Content starts

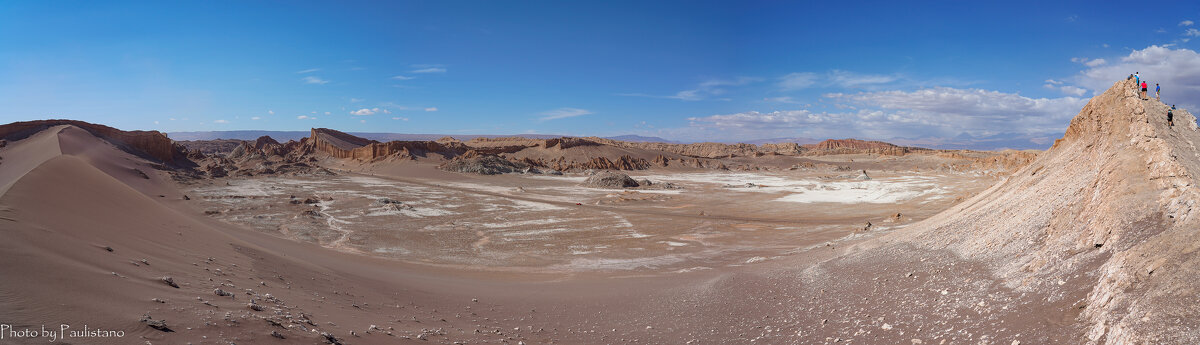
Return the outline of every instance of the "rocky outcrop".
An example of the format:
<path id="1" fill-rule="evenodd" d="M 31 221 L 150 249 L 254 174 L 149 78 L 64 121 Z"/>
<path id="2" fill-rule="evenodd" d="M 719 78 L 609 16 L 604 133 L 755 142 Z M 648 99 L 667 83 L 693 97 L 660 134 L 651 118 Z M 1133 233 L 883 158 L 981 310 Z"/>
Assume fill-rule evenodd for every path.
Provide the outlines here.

Content ends

• **Instructions for the task**
Within the records, in how many lines does the string "path" occur? Give the number and no other text.

• **Answer box**
3